### EXCERPTED TEXT

** BEGIN **

For most of the video, I was behind my Canon PowerShot, pointing the lens at my three friends who were, at varying levels, annoyed with my documentation of our evening. We were in our freshman year of high school and the cast of The Secret Life of the American Teenager was hosting an autograph signing at the Charlotte Russe at Burbank Mall. It was 2009. Naturally, we were in line to catch a glimpse of the cast and maybe get our picture taken with them. Sarah was the friend who religiously watched the show, and while I had never seen an episode, I was excited just to have somewhere to go after school that wasn’t immediately home. In the nearly five-minute-long video, we scooched along the mall’s floor as the line inched forward, joking and laughing and almost getting mad at each other just to laugh again.
When it comes to mall culture in Los Angeles, not many rivalries compare to the one that exists between the Americana and the Glendale Galleria. Almost everyone in LA knows about those two. But the Burbank Mall, often referred to by my friend group as the awkward younger sibling to the Americana and the Galleria, has a sneaky stronghold on the valley.

** END **

### WHAT YOU HAVE TO DO
Answer these questions from the Burbank Mall text:
1. What camera did the writer film with?
2. At which store was the autograph signing held?
3. Which two places does the text name as rivals in Los Angeles mall culture?

### EXTRACTED DATA
** BEGIN **

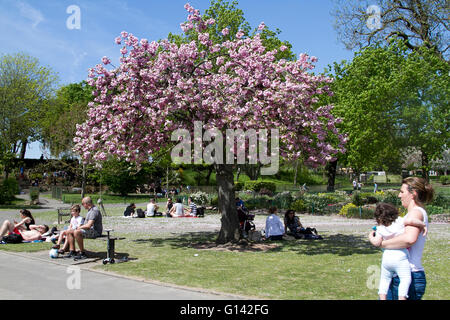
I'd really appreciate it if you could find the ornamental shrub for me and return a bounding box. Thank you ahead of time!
[190,191,208,205]
[339,203,358,217]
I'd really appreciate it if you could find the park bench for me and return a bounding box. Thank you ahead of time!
[96,229,125,264]
[57,207,71,224]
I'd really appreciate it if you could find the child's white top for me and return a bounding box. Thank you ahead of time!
[147,203,156,216]
[173,202,183,217]
[70,216,84,230]
[405,207,428,272]
[377,217,405,240]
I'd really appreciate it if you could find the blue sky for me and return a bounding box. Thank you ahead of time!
[0,0,353,158]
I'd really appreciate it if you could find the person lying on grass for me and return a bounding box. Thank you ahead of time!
[52,204,84,254]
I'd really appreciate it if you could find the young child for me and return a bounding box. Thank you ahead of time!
[52,204,84,254]
[374,203,427,300]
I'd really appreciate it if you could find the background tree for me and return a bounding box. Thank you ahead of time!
[326,41,449,184]
[395,46,450,180]
[329,41,402,176]
[41,81,93,157]
[75,5,343,243]
[0,53,58,169]
[332,0,450,60]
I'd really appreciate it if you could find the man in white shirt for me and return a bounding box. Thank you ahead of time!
[265,207,285,240]
[146,199,158,217]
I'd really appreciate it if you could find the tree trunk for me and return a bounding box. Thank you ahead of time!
[242,163,261,180]
[326,160,337,192]
[422,151,430,182]
[20,140,28,159]
[294,159,298,186]
[81,163,86,199]
[215,164,241,244]
[205,165,214,186]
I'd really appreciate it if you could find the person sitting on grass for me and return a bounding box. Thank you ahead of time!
[52,204,84,254]
[265,207,284,240]
[166,198,173,218]
[123,203,136,217]
[146,198,162,217]
[185,197,197,217]
[0,209,35,237]
[169,198,184,217]
[66,197,103,260]
[284,209,318,239]
[2,225,49,243]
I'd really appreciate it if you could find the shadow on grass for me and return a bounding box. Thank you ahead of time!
[132,232,380,256]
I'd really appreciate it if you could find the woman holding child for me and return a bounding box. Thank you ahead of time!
[369,177,434,300]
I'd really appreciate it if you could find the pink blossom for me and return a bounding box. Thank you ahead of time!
[74,4,347,165]
[258,22,266,31]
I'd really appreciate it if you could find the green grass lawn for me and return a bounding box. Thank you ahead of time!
[0,208,450,300]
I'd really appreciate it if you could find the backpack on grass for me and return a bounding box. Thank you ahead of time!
[2,233,23,243]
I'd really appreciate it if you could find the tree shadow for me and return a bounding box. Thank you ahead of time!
[132,232,380,256]
[270,233,380,256]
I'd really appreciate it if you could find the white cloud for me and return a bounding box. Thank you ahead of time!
[17,1,44,28]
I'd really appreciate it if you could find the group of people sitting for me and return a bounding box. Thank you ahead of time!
[236,197,322,240]
[53,197,103,260]
[0,197,103,259]
[265,207,322,240]
[0,209,49,243]
[123,197,199,218]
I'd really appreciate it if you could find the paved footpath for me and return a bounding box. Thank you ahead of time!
[0,251,239,300]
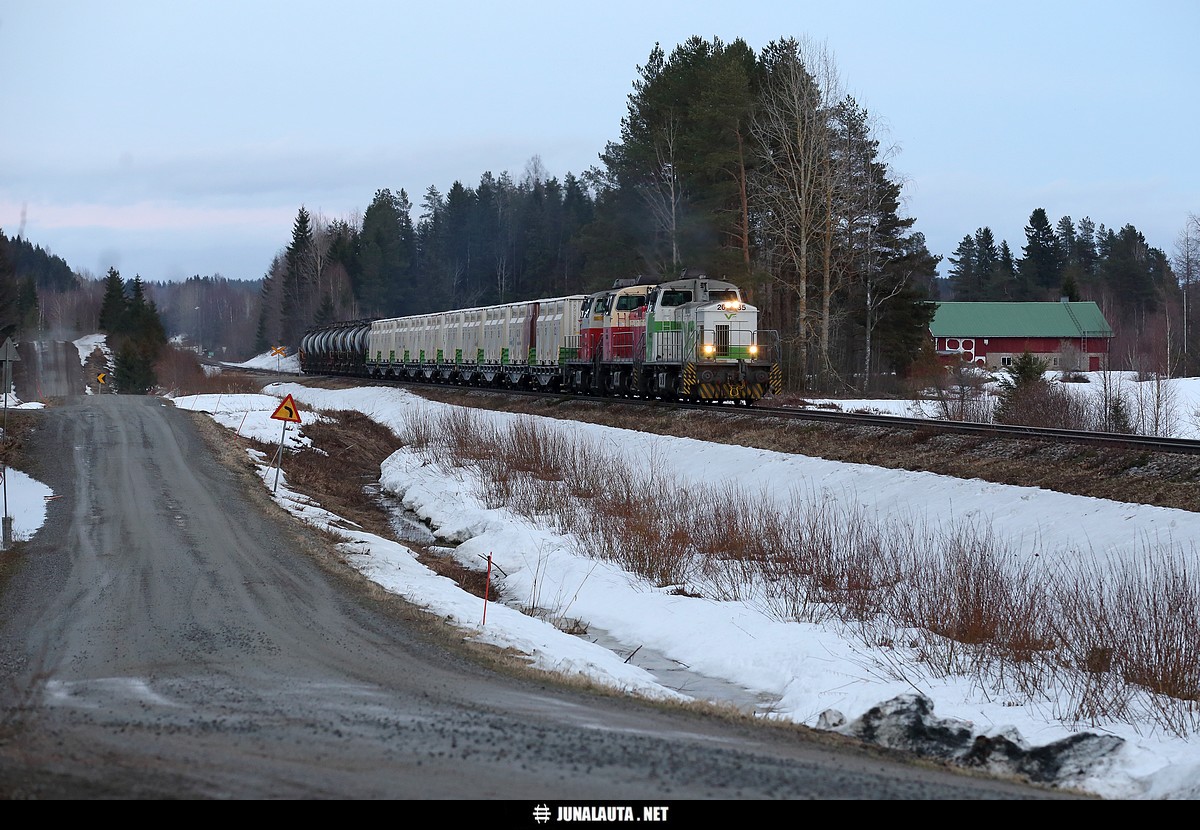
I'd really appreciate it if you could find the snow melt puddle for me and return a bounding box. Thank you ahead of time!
[580,624,779,714]
[364,483,438,547]
[367,486,778,714]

** END **

### SOLVED EXERCISE
1. A Canon PowerShot
2. The Charlotte Russe at Burbank Mall
3. The Americana and the Glendale Galleria